# PROBLEM STATEMENT
Figure out how many lines in these records contain "plastic". Only the number belongs in the reply.

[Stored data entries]
════
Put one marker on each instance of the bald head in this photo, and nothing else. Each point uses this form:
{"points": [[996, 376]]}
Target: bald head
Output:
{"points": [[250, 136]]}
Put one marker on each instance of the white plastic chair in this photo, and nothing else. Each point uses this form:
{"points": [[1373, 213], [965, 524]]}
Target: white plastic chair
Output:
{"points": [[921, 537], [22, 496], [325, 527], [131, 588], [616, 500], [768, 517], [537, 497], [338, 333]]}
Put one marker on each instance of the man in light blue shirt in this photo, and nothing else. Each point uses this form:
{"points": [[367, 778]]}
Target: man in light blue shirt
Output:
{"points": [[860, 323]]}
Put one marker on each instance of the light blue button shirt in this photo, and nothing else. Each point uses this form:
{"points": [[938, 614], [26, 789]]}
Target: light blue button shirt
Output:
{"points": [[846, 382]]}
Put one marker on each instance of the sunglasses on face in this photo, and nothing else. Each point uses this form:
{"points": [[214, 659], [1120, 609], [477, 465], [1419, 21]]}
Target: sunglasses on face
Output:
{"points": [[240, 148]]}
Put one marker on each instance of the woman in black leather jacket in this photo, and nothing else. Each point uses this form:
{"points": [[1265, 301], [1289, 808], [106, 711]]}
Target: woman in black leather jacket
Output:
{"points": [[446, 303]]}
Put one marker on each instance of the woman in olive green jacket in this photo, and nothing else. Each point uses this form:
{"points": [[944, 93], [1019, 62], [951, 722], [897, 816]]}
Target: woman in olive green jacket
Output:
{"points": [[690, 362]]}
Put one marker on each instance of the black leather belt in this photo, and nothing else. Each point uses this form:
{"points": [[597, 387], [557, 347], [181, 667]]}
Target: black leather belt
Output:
════
# SOLUTION TO THIS TASK
2